Rewrite the material between the lines holding "For this exercise we mark the toilet paper roll" and "[(302, 510)]", inclusive, with "toilet lid" changed to "toilet seat cover" and nothing else altered. Return only those lines.

......

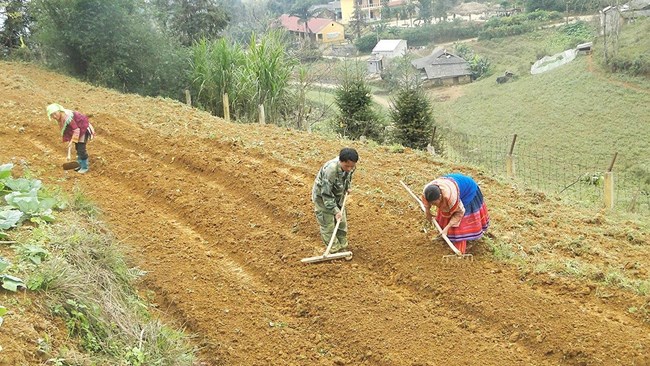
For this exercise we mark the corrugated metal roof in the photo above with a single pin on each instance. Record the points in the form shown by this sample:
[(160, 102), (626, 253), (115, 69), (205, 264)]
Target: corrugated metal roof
[(420, 63), (387, 45), (315, 24), (447, 71), (440, 64)]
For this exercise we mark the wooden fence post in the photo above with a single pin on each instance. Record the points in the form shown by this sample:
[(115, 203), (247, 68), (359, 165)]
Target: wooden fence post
[(226, 107), (262, 116), (510, 160), (431, 148), (609, 185)]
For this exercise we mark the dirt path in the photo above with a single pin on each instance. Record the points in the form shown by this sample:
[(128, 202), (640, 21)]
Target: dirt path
[(220, 221)]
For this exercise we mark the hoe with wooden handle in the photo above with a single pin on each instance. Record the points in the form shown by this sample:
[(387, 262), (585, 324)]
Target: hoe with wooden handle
[(457, 254), (327, 256), (69, 165)]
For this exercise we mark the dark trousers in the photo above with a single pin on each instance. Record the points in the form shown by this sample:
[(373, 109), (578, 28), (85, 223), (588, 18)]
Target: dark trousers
[(82, 154), (80, 147)]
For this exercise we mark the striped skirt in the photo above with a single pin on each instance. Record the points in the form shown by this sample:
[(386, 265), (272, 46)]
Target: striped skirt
[(474, 223)]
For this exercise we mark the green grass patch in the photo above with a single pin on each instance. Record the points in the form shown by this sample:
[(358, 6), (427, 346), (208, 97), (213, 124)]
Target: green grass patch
[(85, 280)]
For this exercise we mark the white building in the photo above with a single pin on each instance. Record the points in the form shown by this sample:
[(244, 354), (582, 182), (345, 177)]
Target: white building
[(389, 48)]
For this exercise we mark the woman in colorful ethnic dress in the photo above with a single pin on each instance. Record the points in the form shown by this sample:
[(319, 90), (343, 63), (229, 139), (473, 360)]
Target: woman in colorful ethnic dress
[(461, 211), (76, 129)]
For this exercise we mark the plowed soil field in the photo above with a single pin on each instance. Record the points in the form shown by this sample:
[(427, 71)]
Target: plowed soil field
[(219, 215)]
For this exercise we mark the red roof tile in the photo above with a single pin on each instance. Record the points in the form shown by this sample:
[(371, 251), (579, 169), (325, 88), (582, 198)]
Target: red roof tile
[(315, 24)]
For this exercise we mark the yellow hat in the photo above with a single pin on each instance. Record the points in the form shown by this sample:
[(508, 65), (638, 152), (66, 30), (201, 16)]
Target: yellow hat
[(53, 108)]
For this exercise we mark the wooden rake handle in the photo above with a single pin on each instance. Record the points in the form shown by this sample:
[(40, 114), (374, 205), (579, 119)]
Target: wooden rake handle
[(434, 222), (336, 227)]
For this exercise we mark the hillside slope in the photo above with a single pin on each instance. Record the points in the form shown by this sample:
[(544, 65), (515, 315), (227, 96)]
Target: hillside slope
[(219, 215)]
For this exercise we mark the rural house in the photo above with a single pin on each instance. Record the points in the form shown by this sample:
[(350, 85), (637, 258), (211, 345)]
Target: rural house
[(320, 30), (443, 68), (613, 17), (370, 9), (383, 51)]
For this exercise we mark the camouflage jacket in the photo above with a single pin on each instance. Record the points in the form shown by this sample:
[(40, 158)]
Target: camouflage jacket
[(330, 186)]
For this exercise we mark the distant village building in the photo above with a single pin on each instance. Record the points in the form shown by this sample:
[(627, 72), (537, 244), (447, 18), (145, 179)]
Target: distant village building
[(332, 8), (320, 30), (613, 17), (584, 48), (443, 68), (370, 9), (384, 51)]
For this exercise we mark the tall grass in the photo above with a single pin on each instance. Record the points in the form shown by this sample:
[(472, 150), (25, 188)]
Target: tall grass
[(87, 282), (252, 76)]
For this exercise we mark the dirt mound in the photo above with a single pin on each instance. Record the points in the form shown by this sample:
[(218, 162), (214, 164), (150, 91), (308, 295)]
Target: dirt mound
[(219, 215)]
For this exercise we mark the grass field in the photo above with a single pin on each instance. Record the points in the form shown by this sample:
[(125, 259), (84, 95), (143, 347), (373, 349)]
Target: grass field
[(570, 121)]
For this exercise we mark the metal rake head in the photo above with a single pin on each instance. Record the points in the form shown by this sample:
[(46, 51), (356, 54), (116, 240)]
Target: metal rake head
[(455, 257)]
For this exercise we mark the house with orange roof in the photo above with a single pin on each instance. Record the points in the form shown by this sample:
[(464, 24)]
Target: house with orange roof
[(320, 30)]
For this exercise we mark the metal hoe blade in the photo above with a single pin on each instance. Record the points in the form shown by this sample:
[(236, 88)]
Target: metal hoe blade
[(457, 254), (327, 257)]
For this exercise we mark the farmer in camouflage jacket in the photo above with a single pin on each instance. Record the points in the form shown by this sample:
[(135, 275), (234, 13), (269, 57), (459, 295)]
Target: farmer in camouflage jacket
[(331, 184)]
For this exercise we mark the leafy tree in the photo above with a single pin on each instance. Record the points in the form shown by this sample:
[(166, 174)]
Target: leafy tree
[(247, 19), (15, 27), (441, 8), (479, 65), (357, 23), (425, 11), (195, 19), (112, 43), (354, 101), (399, 73), (386, 11), (304, 11), (412, 115)]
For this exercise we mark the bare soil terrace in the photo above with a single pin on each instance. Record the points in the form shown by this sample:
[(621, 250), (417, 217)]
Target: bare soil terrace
[(219, 215)]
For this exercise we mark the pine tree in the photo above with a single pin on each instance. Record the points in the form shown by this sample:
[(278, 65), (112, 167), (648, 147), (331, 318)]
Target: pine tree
[(412, 115), (356, 117)]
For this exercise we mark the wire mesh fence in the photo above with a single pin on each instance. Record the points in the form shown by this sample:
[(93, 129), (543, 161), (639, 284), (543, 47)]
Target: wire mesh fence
[(575, 176)]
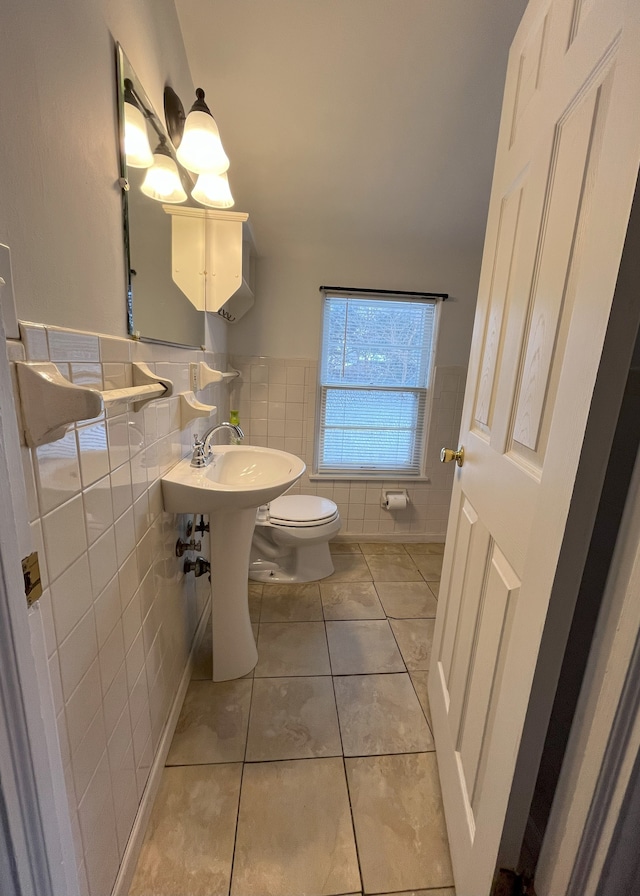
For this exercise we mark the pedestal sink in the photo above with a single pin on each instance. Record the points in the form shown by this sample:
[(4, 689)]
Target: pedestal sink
[(237, 481)]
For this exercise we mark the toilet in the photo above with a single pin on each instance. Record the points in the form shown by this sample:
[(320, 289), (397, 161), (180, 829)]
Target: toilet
[(291, 539)]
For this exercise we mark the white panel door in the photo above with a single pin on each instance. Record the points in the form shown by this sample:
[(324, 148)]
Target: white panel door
[(566, 167)]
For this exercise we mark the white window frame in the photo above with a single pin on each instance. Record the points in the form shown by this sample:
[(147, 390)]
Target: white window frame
[(425, 402)]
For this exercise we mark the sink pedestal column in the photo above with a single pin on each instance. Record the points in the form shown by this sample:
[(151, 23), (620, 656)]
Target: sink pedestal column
[(234, 647)]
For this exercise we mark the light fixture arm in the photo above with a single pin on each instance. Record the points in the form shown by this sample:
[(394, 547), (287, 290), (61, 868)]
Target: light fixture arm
[(174, 115), (199, 104), (131, 96)]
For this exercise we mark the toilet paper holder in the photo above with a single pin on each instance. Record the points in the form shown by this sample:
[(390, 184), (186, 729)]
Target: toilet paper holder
[(394, 499)]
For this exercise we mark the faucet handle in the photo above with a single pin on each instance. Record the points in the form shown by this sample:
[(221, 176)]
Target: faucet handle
[(199, 459)]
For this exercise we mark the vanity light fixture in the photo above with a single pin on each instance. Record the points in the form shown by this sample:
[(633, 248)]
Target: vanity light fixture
[(213, 190), (136, 141), (162, 181), (195, 136)]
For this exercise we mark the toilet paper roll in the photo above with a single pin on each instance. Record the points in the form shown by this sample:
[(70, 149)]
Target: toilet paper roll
[(396, 502)]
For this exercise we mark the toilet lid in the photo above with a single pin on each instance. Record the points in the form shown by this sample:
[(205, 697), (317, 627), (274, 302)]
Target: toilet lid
[(302, 510)]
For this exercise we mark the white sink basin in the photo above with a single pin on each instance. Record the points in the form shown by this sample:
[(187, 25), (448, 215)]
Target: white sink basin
[(238, 477)]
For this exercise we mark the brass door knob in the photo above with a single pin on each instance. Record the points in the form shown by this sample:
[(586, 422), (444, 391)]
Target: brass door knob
[(448, 454)]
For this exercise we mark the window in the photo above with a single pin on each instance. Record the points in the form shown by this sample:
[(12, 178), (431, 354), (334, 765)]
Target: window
[(374, 377)]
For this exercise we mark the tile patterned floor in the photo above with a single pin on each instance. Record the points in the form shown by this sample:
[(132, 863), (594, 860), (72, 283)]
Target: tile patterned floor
[(316, 774)]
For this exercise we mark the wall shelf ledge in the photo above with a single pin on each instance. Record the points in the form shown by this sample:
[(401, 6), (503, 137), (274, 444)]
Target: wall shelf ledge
[(49, 402)]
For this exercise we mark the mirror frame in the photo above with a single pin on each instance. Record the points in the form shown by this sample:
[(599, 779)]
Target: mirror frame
[(123, 70)]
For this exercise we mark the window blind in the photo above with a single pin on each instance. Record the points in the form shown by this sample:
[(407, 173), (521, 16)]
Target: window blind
[(374, 379)]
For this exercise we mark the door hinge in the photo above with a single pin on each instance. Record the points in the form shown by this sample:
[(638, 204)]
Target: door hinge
[(32, 581)]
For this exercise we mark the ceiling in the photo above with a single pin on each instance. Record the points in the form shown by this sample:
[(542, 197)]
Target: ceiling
[(370, 124)]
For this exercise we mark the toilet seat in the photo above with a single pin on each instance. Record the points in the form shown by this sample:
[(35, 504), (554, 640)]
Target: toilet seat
[(302, 511)]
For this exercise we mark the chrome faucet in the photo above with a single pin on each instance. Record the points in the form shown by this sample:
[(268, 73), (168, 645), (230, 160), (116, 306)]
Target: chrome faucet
[(202, 453)]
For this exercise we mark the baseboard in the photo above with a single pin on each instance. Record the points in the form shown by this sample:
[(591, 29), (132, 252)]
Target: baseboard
[(136, 838), (394, 537)]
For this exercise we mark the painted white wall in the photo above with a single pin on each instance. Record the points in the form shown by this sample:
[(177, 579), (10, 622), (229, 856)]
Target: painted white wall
[(60, 208), (285, 319)]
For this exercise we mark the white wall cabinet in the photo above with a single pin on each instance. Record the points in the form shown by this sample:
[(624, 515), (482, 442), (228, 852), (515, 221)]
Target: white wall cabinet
[(213, 259)]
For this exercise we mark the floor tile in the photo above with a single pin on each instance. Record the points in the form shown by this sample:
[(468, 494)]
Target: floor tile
[(399, 822), (414, 637), (293, 718), (420, 547), (380, 714), (292, 648), (351, 600), (439, 891), (294, 831), (430, 566), (349, 568), (393, 568), (344, 547), (212, 726), (407, 600), (363, 646), (188, 847), (291, 603), (382, 547), (419, 680)]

......

The solution =>
For this exercise we mark the toilet paper roll in the photo above with a single pin on each instance. Record the points in the form shown by this sample:
[(70, 149)]
Target: toilet paper roll
[(396, 502)]
For this exercise we mark the toilet seat cover in the photo above with a single pin on each instance. Record the points in the form shown by this sample:
[(205, 697), (317, 627), (274, 302)]
Target: toilet seat cover
[(302, 510)]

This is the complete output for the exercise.